# Insulation



## 1woma (Feb 24, 2011)

Im just wondering if i should insulate the base of the enclosure im making. It is a kitchen dresser, im using the bottom half For a WA Woma but it will be on my dining room floor which is slate. If so What should i use? one of the neighbor does house hold insulation could i just grab some off cuts from him?


----------



## Virides (Feb 24, 2011)

Atleast by insulating the bottom it will help with heat transfer/loss between the two substrates, but as for the sides and top I dont think insulation is required unless you live in a particularly cold area (even in summer).


----------



## 1woma (Feb 24, 2011)

Thanks ;-)Im in SA so not freezing but i figured coz it will be sitting on a slate floor it mite need it- would i just use some standard household insulation?


----------



## cadwallader (Feb 24, 2011)

your other option could be to run a weak heat cord and then you can turn it on/off depending on seasons or on a timer?

Although i have no idea how cold it gets down there but you may not need on if the wood base is thick enough?
also what substrate will you be using? and im guessing you will be using a globe to heat it?


----------



## saximus (Feb 24, 2011)

If you are going to use fibreglass insulation make sure it is enclosed properly. You wouldn't want you or your snake coming in contact with it


----------



## 1woma (Feb 24, 2011)

Cadwaller- i was planning on using sand, i know its harder to clean but at the moment with only one snake, i dont mind how long it takes me to clean it. I was going to use a heat globe but also some heat cord at the bottom just incase i had trouble keeping temps in the winter.

Saximus- I was going to Fully enclose the insulation in a false bottom, to keep her safe.

........

▶ _Goal a_:
Reproduce the stretch of the insulation thread from "## saximus (Feb" through "in the winter." word for word.
The insulation thread above and the records that come next have no connection to each other.

........

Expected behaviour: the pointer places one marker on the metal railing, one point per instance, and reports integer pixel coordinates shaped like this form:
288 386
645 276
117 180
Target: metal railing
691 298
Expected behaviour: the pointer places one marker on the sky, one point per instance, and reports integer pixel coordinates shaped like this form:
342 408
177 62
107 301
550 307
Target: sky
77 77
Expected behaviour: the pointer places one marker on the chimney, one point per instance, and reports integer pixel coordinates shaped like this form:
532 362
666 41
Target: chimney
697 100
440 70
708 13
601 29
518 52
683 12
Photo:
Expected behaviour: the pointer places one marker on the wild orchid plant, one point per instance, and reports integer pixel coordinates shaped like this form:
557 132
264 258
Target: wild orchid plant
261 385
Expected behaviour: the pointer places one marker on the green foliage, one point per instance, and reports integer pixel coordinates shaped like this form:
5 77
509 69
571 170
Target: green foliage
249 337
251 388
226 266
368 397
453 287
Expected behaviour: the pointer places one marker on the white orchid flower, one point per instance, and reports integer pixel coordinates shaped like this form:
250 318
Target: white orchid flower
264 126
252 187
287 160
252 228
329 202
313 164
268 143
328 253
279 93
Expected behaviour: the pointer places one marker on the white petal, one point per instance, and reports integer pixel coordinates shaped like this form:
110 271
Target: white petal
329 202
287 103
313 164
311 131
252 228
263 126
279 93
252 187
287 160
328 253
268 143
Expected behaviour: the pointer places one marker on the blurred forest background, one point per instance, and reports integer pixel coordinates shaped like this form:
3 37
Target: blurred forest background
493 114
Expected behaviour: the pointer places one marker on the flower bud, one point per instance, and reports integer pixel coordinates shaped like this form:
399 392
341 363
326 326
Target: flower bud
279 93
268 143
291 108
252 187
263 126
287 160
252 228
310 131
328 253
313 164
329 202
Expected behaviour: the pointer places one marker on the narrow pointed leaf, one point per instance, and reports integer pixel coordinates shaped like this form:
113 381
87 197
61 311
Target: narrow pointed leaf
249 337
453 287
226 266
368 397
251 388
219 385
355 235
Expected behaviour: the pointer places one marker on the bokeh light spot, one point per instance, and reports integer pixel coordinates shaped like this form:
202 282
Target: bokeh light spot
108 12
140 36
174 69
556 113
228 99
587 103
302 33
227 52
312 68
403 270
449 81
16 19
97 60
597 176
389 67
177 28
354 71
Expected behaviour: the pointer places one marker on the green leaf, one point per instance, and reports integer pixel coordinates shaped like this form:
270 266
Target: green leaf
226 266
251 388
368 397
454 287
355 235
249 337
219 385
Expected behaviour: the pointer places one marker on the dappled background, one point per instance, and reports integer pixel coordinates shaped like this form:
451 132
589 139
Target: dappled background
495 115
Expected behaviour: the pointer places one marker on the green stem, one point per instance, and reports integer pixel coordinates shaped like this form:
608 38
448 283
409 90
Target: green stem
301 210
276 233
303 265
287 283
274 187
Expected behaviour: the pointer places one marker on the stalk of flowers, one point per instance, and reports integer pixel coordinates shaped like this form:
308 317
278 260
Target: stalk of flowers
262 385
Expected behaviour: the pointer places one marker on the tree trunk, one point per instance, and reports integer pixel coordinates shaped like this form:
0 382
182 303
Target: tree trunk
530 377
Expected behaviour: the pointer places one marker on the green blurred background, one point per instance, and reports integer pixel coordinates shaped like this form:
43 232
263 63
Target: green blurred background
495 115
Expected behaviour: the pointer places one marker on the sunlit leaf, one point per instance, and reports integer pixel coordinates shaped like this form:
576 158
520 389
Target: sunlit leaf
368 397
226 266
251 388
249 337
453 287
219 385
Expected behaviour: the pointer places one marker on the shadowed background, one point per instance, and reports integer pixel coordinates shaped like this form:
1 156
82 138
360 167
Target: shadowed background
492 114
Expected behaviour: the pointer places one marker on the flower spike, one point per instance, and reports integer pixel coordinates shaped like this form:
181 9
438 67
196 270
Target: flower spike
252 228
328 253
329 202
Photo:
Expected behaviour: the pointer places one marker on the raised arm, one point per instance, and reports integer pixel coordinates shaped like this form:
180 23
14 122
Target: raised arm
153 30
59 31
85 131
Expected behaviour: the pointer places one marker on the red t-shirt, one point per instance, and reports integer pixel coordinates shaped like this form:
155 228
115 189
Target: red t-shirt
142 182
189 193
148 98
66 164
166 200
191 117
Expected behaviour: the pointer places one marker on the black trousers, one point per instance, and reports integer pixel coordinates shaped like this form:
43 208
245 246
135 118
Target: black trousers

........

▶ _Goal b_:
Collect every line of the records that contains the string "sunlit".

▶ _Answer a_:
## saximus (Feb 24, 2011)

If you are going to use fibreglass insulation make sure it is enclosed properly. You wouldn't want you or your snake coming in contact with it


----------



## 1woma (Feb 24, 2011)

Cadwaller- i was planning on using sand, i know its harder to clean but at the moment with only one snake, i dont mind how long it takes me to clean it. I was going to use a heat globe but also some heat cord at the bottom just incase i had trouble keeping temps in the winter.

▶ _Answer b_:
Expected behaviour: the pointer places one marker on the sunlit leaf, one point per instance, and reports integer pixel coordinates shaped like this form:
Target: sunlit leaf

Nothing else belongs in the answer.